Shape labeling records
┌────────

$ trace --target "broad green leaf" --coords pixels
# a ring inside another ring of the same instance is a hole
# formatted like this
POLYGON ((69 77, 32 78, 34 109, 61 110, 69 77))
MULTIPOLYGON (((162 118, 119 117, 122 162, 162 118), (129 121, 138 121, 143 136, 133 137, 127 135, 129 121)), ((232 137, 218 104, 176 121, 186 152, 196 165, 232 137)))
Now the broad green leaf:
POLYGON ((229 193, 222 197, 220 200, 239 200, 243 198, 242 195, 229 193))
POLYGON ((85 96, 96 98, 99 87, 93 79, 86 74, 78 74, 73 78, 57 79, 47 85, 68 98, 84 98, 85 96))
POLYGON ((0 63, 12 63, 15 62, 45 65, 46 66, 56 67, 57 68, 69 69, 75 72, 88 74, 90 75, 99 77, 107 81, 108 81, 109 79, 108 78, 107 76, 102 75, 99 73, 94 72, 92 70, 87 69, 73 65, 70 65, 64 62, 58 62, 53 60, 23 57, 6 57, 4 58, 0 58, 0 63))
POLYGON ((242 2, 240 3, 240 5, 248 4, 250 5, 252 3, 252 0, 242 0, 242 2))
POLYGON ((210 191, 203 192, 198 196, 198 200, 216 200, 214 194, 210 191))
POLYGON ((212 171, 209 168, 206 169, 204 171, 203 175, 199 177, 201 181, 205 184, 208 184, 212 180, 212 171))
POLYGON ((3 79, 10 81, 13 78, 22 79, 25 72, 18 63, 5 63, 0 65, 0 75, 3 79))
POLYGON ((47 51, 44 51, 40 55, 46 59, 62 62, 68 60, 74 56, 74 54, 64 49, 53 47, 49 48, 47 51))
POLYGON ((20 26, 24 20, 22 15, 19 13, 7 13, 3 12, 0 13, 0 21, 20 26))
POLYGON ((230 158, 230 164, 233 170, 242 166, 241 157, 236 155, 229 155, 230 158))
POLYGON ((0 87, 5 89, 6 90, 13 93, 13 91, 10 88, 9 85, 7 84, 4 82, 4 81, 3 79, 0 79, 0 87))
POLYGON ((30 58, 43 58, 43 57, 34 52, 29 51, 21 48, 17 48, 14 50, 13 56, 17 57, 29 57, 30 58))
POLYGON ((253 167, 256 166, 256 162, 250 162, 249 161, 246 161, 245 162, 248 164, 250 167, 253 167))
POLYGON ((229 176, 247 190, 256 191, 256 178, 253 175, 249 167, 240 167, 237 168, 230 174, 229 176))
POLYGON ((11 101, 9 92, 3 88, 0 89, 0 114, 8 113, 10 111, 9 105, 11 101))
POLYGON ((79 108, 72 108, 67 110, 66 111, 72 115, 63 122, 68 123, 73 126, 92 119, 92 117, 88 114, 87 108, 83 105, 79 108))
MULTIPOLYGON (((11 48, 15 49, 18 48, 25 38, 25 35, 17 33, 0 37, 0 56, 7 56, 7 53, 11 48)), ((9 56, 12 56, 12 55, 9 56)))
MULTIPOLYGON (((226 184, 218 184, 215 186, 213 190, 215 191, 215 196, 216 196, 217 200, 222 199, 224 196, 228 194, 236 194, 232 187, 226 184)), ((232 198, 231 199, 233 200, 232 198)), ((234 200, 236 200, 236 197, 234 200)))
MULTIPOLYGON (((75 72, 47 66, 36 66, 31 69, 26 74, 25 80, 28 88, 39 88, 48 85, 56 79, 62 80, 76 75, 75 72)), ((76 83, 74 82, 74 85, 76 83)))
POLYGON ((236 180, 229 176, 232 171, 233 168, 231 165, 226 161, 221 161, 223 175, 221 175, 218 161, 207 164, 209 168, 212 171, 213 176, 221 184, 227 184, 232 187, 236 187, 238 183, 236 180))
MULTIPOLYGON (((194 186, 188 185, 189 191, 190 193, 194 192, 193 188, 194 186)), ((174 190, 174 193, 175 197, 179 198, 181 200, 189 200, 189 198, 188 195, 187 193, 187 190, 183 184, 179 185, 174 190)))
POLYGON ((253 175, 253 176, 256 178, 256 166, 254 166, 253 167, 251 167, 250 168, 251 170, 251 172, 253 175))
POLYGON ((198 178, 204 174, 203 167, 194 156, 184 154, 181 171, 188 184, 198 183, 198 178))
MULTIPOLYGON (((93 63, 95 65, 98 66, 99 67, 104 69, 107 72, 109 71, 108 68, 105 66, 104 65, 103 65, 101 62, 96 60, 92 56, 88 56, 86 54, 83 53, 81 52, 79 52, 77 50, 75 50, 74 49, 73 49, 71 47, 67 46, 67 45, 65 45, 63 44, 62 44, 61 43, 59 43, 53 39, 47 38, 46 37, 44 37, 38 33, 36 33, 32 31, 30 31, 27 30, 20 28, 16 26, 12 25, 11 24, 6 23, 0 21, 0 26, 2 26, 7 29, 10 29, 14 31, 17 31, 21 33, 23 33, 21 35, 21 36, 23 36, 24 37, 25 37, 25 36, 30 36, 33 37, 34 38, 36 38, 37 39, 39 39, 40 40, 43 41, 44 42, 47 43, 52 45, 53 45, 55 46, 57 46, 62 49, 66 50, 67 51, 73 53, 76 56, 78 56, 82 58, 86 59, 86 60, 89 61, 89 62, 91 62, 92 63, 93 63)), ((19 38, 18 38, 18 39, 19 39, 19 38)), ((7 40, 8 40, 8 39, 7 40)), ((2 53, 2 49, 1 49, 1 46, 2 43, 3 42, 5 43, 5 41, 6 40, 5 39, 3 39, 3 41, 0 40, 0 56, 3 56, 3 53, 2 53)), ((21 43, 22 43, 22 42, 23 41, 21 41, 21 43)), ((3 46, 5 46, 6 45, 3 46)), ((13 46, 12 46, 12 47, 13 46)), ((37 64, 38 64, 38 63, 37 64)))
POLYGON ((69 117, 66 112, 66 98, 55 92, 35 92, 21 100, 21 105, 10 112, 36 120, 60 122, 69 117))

└────────

[EXERCISE]
Reproduce all of the rows above verbatim, from the first line through the last.

[EXPECTED OUTPUT]
$ trace --target "broad green leaf" --coords pixels
# a ring inside another ring of the same instance is a hole
# formatted like this
POLYGON ((69 77, 32 78, 34 109, 61 110, 69 77))
MULTIPOLYGON (((162 118, 119 117, 122 162, 162 118), (129 121, 138 121, 143 136, 133 137, 127 135, 129 121)), ((232 137, 218 104, 176 121, 186 152, 196 165, 232 137)))
Now the broad green leaf:
POLYGON ((229 193, 222 197, 220 200, 239 200, 243 198, 242 195, 229 193))
POLYGON ((85 96, 96 98, 99 87, 93 79, 86 74, 78 74, 73 78, 57 79, 47 85, 68 98, 84 98, 85 96))
POLYGON ((0 63, 12 63, 15 62, 45 65, 46 66, 56 67, 57 68, 69 69, 75 72, 88 74, 90 75, 99 77, 107 81, 108 81, 109 79, 108 78, 107 76, 102 75, 99 73, 94 72, 92 70, 87 69, 73 65, 70 65, 64 62, 58 62, 53 60, 23 57, 6 57, 4 58, 0 58, 0 63))
POLYGON ((242 2, 240 3, 240 5, 248 4, 250 5, 252 3, 252 0, 242 0, 242 2))
POLYGON ((210 191, 203 192, 198 196, 198 200, 216 200, 214 194, 210 191))
POLYGON ((212 171, 209 168, 206 169, 204 171, 203 175, 199 177, 201 181, 205 184, 208 184, 212 180, 212 171))
POLYGON ((3 79, 10 81, 13 78, 22 79, 25 72, 18 63, 5 63, 0 65, 0 75, 3 79))
POLYGON ((47 51, 44 51, 40 55, 46 59, 62 62, 68 60, 74 56, 74 54, 64 49, 53 47, 49 48, 47 51))
POLYGON ((20 26, 24 20, 22 15, 19 13, 7 13, 3 12, 0 13, 0 21, 20 26))
POLYGON ((230 158, 230 164, 233 170, 242 166, 241 157, 236 155, 229 155, 230 158))
POLYGON ((0 87, 5 89, 6 90, 13 93, 13 91, 10 88, 9 85, 7 84, 4 82, 4 81, 3 79, 0 79, 0 87))
POLYGON ((30 58, 43 58, 43 57, 34 52, 29 51, 21 48, 17 48, 14 50, 13 56, 17 57, 29 57, 30 58))
POLYGON ((253 167, 256 166, 256 162, 250 162, 249 161, 246 161, 245 162, 248 164, 250 167, 253 167))
POLYGON ((229 176, 247 190, 256 191, 256 178, 253 175, 249 167, 240 167, 237 168, 230 174, 229 176))
POLYGON ((11 101, 9 92, 3 88, 0 89, 0 114, 8 113, 10 111, 9 105, 11 101))
POLYGON ((79 108, 72 108, 67 110, 66 111, 72 115, 63 122, 68 123, 73 126, 92 119, 92 117, 88 114, 87 108, 83 105, 79 108))
MULTIPOLYGON (((11 48, 15 49, 18 48, 25 38, 25 35, 17 33, 0 37, 0 56, 7 56, 7 53, 11 48)), ((9 56, 12 56, 12 55, 9 56)))
MULTIPOLYGON (((226 184, 218 184, 215 186, 213 190, 215 191, 215 196, 216 196, 217 200, 222 199, 224 196, 228 194, 236 194, 232 187, 226 184)), ((232 198, 231 199, 233 200, 232 198)), ((234 200, 236 200, 236 197, 234 200)))
MULTIPOLYGON (((75 72, 47 66, 36 66, 31 69, 26 74, 25 80, 28 88, 39 88, 48 85, 56 79, 62 80, 76 75, 75 72)), ((76 83, 74 82, 74 85, 76 83)))
POLYGON ((236 180, 229 176, 232 171, 233 168, 231 165, 226 161, 221 161, 223 175, 221 175, 218 161, 207 164, 209 168, 212 171, 213 176, 221 184, 227 184, 232 187, 236 187, 238 183, 236 180))
MULTIPOLYGON (((194 186, 188 185, 189 191, 190 193, 194 192, 193 188, 194 186)), ((174 190, 174 193, 175 197, 179 198, 181 200, 189 200, 189 198, 188 195, 187 193, 187 190, 183 184, 179 185, 174 190)))
POLYGON ((253 175, 253 176, 256 178, 256 166, 254 166, 253 167, 251 167, 250 168, 251 170, 251 172, 253 175))
POLYGON ((198 178, 204 174, 203 167, 194 156, 184 154, 181 171, 188 184, 198 183, 198 178))
MULTIPOLYGON (((93 63, 95 65, 98 66, 99 67, 104 69, 107 72, 109 71, 108 68, 105 66, 104 65, 103 65, 101 62, 96 60, 92 56, 88 56, 86 54, 83 53, 81 52, 79 52, 77 50, 75 50, 74 49, 73 49, 71 47, 67 46, 67 45, 65 45, 63 44, 62 44, 61 43, 59 43, 53 39, 47 38, 46 37, 44 37, 38 33, 36 33, 32 31, 30 31, 27 30, 20 28, 16 26, 12 25, 11 24, 6 23, 0 21, 0 26, 2 26, 7 29, 10 29, 14 31, 17 31, 21 33, 23 33, 21 35, 21 36, 23 36, 24 37, 25 37, 25 36, 30 36, 33 37, 34 38, 36 38, 37 39, 39 39, 40 40, 43 41, 44 42, 47 43, 52 45, 53 45, 55 46, 57 46, 62 49, 66 50, 67 51, 73 53, 76 56, 78 56, 82 58, 86 59, 86 60, 89 61, 89 62, 91 62, 92 63, 93 63)), ((19 38, 18 38, 18 39, 19 39, 19 38)), ((7 40, 8 40, 8 39, 7 40)), ((2 53, 2 49, 1 49, 1 46, 2 43, 3 42, 5 43, 5 41, 6 40, 5 39, 3 39, 3 41, 0 40, 0 56, 3 56, 3 53, 2 53)), ((21 43, 22 43, 22 42, 23 41, 21 41, 21 43)), ((3 46, 5 46, 6 45, 3 46)), ((13 46, 12 46, 12 47, 13 46)), ((37 64, 38 64, 38 63, 37 64)))
POLYGON ((69 117, 66 112, 66 98, 55 92, 35 92, 21 100, 21 105, 10 112, 36 120, 60 122, 69 117))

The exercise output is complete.